Stored dataset items:
BEGIN

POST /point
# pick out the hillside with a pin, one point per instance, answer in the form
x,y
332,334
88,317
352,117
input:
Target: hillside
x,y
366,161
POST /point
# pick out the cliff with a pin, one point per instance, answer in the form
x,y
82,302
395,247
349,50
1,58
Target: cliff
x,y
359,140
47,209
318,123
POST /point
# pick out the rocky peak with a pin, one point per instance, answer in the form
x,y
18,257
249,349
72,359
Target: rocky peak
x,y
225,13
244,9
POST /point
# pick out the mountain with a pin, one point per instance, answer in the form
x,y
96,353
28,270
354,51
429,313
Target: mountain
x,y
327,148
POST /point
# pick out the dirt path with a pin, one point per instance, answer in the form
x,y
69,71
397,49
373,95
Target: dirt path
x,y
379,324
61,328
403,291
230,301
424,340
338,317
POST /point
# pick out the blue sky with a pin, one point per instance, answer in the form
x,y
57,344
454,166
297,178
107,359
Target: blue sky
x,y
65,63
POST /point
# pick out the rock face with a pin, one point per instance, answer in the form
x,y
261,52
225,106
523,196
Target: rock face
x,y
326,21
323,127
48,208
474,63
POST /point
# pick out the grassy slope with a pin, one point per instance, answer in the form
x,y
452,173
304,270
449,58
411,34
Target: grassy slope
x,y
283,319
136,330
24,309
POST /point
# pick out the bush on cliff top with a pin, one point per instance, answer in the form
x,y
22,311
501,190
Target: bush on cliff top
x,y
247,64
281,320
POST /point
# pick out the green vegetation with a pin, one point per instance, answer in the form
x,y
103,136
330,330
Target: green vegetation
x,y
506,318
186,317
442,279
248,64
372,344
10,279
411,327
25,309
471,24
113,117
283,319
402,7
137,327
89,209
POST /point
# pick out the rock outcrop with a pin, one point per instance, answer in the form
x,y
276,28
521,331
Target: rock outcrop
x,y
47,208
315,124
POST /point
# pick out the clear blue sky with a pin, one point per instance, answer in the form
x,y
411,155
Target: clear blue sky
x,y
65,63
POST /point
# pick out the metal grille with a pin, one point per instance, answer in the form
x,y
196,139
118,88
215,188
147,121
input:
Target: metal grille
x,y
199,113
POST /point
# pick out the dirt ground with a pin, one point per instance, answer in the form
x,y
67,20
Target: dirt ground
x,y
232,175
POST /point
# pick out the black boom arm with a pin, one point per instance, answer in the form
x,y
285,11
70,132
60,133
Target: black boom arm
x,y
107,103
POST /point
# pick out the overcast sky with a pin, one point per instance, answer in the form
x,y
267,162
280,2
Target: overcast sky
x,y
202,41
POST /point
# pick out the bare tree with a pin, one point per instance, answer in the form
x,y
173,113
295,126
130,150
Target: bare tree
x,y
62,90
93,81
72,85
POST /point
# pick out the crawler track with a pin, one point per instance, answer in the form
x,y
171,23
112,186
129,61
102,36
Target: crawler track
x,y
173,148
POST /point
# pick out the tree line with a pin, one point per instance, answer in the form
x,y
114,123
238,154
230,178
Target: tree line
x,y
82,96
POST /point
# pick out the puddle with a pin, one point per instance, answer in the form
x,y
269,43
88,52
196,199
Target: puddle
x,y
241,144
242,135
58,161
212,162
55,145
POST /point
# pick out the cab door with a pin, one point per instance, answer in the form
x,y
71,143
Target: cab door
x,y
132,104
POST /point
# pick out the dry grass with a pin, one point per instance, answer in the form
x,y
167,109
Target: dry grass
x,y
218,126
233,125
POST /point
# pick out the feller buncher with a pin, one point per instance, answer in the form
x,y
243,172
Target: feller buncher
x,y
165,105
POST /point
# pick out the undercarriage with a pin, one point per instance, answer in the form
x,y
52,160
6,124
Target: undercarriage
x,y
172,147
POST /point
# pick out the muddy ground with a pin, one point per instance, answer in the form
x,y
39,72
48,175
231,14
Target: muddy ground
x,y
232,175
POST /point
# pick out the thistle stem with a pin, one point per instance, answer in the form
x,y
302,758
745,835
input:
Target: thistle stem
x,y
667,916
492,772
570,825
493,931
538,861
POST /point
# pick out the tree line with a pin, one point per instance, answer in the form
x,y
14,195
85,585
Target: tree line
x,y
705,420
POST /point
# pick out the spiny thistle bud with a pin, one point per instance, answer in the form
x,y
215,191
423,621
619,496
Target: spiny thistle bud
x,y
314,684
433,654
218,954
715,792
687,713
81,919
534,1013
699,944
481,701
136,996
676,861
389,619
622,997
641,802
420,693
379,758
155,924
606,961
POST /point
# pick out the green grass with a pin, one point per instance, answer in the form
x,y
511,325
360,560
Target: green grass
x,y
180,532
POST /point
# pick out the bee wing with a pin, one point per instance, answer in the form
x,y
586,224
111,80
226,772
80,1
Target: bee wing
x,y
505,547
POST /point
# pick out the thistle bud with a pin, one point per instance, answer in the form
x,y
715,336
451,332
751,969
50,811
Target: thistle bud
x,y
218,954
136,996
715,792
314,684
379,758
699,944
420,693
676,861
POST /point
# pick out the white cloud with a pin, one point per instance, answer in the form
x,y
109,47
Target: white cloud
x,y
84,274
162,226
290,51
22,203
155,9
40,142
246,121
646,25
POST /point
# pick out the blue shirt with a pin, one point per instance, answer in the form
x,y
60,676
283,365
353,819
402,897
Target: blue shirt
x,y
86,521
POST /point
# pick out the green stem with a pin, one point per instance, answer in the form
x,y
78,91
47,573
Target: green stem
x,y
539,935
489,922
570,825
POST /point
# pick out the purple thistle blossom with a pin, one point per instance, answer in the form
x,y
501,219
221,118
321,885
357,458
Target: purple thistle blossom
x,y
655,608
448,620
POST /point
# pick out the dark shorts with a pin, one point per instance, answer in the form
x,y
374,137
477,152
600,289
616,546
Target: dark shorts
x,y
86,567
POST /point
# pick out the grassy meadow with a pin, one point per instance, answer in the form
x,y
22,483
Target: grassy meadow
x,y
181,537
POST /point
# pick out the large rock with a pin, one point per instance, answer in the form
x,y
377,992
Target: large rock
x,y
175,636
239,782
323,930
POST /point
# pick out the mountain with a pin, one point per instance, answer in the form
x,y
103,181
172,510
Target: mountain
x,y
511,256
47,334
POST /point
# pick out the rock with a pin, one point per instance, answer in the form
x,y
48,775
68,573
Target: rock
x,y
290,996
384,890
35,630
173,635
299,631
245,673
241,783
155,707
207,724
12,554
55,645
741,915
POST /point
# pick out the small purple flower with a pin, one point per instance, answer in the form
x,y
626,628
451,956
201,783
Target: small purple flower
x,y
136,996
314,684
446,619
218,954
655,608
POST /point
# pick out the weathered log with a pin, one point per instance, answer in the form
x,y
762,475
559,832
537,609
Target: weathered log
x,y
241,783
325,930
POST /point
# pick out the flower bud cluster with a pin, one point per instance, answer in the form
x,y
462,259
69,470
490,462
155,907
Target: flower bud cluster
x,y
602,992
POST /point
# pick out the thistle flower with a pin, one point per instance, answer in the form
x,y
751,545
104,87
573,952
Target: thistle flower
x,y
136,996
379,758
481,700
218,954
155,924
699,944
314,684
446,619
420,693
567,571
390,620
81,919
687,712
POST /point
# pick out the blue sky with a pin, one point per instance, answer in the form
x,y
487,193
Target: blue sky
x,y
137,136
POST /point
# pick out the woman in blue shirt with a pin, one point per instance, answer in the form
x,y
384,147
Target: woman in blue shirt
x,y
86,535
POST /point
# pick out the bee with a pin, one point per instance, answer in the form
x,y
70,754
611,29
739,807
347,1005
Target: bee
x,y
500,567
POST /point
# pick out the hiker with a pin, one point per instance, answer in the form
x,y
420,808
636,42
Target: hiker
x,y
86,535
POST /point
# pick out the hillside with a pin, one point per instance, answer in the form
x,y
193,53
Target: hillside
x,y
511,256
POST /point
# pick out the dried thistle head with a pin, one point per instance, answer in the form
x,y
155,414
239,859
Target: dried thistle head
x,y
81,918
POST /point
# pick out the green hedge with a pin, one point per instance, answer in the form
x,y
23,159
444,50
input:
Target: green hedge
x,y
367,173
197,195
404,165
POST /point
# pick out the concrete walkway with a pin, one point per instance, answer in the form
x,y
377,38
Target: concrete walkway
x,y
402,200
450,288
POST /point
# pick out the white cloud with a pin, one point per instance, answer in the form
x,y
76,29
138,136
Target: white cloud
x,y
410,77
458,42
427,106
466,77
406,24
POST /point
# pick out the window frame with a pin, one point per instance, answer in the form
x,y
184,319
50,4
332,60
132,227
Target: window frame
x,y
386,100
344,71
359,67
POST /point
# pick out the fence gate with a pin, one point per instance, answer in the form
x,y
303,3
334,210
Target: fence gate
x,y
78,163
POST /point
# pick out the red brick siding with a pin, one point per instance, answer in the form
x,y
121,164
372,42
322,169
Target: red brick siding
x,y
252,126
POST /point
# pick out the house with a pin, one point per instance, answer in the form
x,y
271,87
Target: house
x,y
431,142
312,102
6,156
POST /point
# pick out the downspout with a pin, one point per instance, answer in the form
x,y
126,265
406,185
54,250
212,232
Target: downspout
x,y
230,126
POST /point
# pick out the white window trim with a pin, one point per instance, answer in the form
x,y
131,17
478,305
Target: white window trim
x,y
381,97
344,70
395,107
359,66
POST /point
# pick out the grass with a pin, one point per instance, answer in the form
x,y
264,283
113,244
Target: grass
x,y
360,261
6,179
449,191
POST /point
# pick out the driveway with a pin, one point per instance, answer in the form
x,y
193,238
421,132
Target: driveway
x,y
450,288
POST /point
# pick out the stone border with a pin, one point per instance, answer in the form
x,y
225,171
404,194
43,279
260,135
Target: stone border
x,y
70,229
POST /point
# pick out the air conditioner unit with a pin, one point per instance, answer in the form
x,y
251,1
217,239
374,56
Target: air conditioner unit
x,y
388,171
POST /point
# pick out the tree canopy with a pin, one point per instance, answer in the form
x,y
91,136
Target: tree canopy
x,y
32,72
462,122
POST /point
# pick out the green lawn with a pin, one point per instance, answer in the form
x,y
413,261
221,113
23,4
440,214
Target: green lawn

END

_Your instructions_
Show the lines in the entries above that include the string "lawn".

_Problem solution_
# pick out the green lawn with a pin, one point per instance, answer in the form
Target: green lawn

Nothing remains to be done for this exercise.